## Your goal
Please set down the entries below once more, exactly.

(Data supplied begins)

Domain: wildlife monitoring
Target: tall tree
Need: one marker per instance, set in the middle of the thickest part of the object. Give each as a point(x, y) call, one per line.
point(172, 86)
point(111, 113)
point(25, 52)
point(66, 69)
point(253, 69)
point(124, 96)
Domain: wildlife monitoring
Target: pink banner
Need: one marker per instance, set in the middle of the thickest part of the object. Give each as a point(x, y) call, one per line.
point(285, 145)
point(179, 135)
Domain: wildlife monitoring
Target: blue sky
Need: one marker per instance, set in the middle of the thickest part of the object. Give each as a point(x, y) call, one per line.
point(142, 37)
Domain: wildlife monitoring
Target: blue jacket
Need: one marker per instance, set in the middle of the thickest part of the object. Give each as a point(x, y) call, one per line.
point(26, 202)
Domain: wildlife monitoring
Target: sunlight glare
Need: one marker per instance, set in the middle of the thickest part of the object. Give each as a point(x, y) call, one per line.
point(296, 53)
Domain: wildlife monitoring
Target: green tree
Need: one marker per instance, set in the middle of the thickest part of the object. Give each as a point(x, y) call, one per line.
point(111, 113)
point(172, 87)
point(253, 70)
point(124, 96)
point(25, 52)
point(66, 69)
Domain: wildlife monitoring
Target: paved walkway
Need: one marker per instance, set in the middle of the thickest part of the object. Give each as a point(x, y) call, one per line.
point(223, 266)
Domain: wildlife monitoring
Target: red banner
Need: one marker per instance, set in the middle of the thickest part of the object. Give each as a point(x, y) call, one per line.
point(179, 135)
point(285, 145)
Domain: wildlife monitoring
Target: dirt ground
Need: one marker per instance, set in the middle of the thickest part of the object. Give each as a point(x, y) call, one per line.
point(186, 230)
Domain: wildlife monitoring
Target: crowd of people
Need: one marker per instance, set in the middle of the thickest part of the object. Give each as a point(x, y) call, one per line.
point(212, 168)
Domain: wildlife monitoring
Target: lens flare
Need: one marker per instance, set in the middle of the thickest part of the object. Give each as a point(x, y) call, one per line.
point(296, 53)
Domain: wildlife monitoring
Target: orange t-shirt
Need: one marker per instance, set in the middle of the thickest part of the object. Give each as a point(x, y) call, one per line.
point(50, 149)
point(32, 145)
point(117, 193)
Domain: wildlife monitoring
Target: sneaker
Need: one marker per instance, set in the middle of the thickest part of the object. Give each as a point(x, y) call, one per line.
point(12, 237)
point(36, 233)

(Data supplied ends)

## Response
Domain: wildlife monitoring
Target: tall tree
Need: one marker per instance, set in the middle of the thickest part of the object. Give each as a point(x, y) call, one per line.
point(172, 86)
point(111, 113)
point(25, 52)
point(66, 69)
point(253, 69)
point(124, 96)
Domain: wildlife monitoring
Target: pink banner
Need: one marker per instance, set in the middle of the thickest part of the object. Give each as a point(x, y) call, one per line.
point(285, 145)
point(179, 135)
Domain: wildlife monitoring
Target: blue sky
Need: one marker per instance, set in the middle of the thickest part of the object. Give each as a point(x, y) call, one per line.
point(142, 37)
Domain: wildlife monitoring
Target: blue jacket
Need: one marker per instance, set in the middle of the thickest part of the object. Give each as a point(x, y) call, one per line.
point(26, 202)
Domain: wildlife monitoring
Target: sunlight glare
Need: one marker per instance, set in the middle of the thickest part of the object. Give each as a point(x, y) call, one per line.
point(296, 53)
Domain: wildlife monitoring
Target: green tree
Need: one marker per instance, set in the middle of the thickest part of the object. Give each as a point(x, y) call, one per line.
point(111, 113)
point(172, 87)
point(253, 70)
point(124, 96)
point(25, 52)
point(66, 69)
Domain: wildlife monitoring
Target: paved walkway
Need: one marker per instance, set in the middle of the thickest part of the object. Give each as a point(x, y) call, one per line.
point(223, 266)
Domain: wildlife monitoring
Target: red banner
Need: one marker per instance, set in the middle of the thickest part of the object. Give each as a point(x, y) call, one per line.
point(179, 135)
point(285, 145)
Domain: wildlife monitoring
Target: dirt ground
Need: one marker per instance, set in the middle of the thickest part of the object. Give each as a point(x, y) call, one per line.
point(186, 230)
Domain: wildlife monitoring
Target: crowd of people
Need: one marker per instance, set in the middle of the thickest part of the object. Give each as a point(x, y) call, one per line.
point(212, 168)
Domain: wildlife monitoring
Target: lens flare
Need: one marker per instance, set in the middle of the thickest part of the object. Give each as a point(x, y) call, one per line.
point(296, 53)
Domain: wildlife monitoring
Target: orange t-shirt
Need: one marker per instance, set in the middle of the thickest part of the object. Give each as a point(x, y) call, one per line.
point(50, 149)
point(32, 145)
point(117, 193)
Domain: wildlife monitoring
Target: sneaker
Need: one marker per instance, set in the middle of the thickest part of the object. Give each as a point(x, y) call, one per line.
point(12, 237)
point(36, 233)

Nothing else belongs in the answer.